EXERCISE PROMPT: Return each of the entries below precisely as it appears.

━━━━

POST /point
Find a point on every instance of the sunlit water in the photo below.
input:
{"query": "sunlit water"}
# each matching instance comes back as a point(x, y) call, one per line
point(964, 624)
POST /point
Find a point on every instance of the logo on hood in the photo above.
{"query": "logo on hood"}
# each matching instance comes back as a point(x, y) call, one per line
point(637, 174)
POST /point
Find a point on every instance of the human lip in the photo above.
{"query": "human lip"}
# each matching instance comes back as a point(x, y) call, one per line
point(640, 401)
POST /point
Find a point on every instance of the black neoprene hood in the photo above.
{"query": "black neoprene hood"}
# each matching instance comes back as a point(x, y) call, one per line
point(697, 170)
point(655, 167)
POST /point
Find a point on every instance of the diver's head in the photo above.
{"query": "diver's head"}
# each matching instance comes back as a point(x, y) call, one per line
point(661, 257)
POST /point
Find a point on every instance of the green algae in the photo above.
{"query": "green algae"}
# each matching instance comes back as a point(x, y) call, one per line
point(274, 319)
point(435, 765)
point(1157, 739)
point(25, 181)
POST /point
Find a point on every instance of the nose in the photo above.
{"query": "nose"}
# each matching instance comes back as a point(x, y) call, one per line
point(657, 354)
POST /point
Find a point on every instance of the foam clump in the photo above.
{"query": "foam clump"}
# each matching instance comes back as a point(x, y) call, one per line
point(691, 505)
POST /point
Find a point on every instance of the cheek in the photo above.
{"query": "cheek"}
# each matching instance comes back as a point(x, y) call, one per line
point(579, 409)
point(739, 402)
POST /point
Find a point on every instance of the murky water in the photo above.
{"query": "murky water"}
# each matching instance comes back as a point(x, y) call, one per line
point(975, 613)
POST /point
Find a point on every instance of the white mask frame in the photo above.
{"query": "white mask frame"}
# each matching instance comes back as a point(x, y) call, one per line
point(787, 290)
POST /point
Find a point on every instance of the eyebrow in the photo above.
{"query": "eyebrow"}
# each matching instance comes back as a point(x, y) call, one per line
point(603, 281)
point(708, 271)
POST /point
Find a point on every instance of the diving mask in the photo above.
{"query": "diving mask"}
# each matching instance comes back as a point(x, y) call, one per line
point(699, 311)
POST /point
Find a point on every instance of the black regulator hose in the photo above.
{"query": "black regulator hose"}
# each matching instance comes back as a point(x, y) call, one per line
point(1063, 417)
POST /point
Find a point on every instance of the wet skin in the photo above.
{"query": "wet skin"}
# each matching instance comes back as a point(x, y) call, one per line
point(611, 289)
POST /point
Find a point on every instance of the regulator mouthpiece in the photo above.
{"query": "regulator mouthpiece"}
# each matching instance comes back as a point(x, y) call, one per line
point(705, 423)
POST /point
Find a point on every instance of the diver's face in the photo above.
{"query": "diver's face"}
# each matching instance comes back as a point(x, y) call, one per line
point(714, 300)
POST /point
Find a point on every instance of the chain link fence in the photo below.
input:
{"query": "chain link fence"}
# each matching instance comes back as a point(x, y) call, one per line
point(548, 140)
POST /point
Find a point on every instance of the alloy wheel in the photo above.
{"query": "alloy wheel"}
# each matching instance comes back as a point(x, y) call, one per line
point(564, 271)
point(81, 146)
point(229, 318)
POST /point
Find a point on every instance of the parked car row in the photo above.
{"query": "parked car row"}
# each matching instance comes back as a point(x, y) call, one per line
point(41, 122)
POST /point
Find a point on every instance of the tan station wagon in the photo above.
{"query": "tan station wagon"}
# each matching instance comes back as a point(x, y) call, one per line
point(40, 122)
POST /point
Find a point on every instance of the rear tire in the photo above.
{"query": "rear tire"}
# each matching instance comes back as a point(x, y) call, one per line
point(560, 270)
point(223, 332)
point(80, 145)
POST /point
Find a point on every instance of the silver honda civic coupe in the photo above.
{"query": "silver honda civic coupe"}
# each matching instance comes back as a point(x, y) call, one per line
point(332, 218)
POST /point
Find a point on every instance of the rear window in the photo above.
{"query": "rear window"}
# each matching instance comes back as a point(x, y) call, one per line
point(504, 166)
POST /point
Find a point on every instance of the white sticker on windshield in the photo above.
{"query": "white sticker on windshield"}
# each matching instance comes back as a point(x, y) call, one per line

━━━━

ANSWER TO THIS TASK:
POST /point
Find a point on every instance of the sunlit water in the photo below.
input:
{"query": "sunlit water"}
# each matching instance comes back as a point(x, y) call, one per line
point(964, 624)
POST /point
Find a point on every instance of the logo on hood in the photo above.
{"query": "logo on hood"}
# each matching instance comes back as a point(x, y) call, one per line
point(637, 174)
POST /point
Find a point on every instance of the human lip in the photo above.
{"query": "human lip"}
# each matching instance comes back as a point(x, y) call, one per line
point(640, 401)
POST /point
Find a point on every instance of the black neoprene hood in the photo above.
{"query": "black neoprene hood"}
# each matching instance comes back as a point(x, y) call, one per line
point(697, 170)
point(655, 167)
POST /point
Find a point on every instance of the diver's head in the photo above.
{"query": "diver's head"}
# each matching instance comes back as a point(x, y) call, one per line
point(661, 257)
POST /point
Find a point on every instance of the green algae in the photo above.
{"query": "green algae"}
# each matching instance comes back as a point(x, y) call, one per line
point(274, 319)
point(435, 765)
point(1157, 739)
point(25, 181)
POST /point
Find a point on every instance of the nose in the photo above.
{"query": "nose"}
# each matching instance comes back as a point(x, y) call, one per line
point(657, 354)
POST /point
Find a point on every instance of the foam clump in the photo above.
{"query": "foam clump"}
# each matching instance comes back as a point(x, y) call, one per line
point(691, 505)
POST /point
Find a point on every instance of the cheek in the photo above.
{"query": "cheek"}
# each matching instance comes back as a point(x, y) call, one per line
point(579, 409)
point(739, 402)
POST /point
Find a point on every instance of the murky water in the photo above.
{"query": "murky water"}
# each matching instance comes back as a point(x, y) call, one per line
point(975, 613)
POST /point
Find a point on every instance of the white mask frame in the photo above.
{"query": "white mask frame"}
# each matching instance comes back as a point(x, y) call, one per line
point(787, 290)
POST /point
Find a point on every instance of the eyebrow in the photo above.
{"query": "eyebrow"}
# each matching instance comes back as a point(x, y) call, one per line
point(603, 281)
point(708, 271)
POST /point
Find a point on every instance of the diving mask in the photo above.
{"query": "diving mask"}
# each matching instance comes back as a point(x, y) call, one per line
point(699, 311)
POST /point
Find a point on every instance of the black regulator hose in the photo above.
{"query": "black regulator hose"}
# each matching instance comes back as a point(x, y) call, one per line
point(1063, 417)
POST /point
Find a point on every instance of the wet skin in the photo above.
{"query": "wet skin"}
# each matching instance comes back as a point(x, y) call, one per line
point(611, 289)
POST /point
Find a point on every instance of the regulator mouthpiece in the photo above.
{"query": "regulator mouthpiece"}
# each matching instance comes back as a point(x, y) call, one per line
point(705, 423)
POST /point
Find a point on every instance of the diver's face in the photo above.
{"query": "diver's face"}
# each matching instance comes back as a point(x, y) call, one per line
point(714, 300)
POST /point
Find a point on every instance of the chain link fence in the photo below.
input:
{"query": "chain link fence"}
# each matching instance comes back as a point(x, y) call, one per line
point(548, 140)
POST /point
Find a point on every instance of the alloy wheel in the photo above.
{"query": "alloy wheel"}
# each matching instance comes back as a point(x, y) call, one per line
point(564, 271)
point(81, 146)
point(229, 318)
POST /point
Find a point on every instance of the parked car row in the photo above.
{"query": "parked car row"}
# each matching instance comes back as a point(x, y) call, one per line
point(41, 122)
POST /point
Find a point on every instance of the tan station wagon in the photo above.
{"query": "tan station wagon"}
# each matching instance comes back as a point(x, y) call, one per line
point(40, 122)
POST /point
Find a point on every instance of the rear tire in the photo above.
{"query": "rear tire"}
# each matching instance comes back as a point(x, y) call, one per line
point(560, 270)
point(223, 332)
point(80, 145)
POST /point
Find a point on every instance of the silver honda civic coupe in the photo above.
{"query": "silver honda civic coupe"}
# each matching instance comes back as a point(x, y) call, one per line
point(332, 218)
POST /point
Find a point on every instance of the rear window in the photo above.
{"query": "rear window"}
# each matching instance comes back as a point(x, y) call, one per line
point(504, 166)
POST /point
Find a point on every instance of the white sticker on windshield in the photo above.
{"query": "white sticker on windshield"}
# each matching instance comes back as a point(x, y) call, one per line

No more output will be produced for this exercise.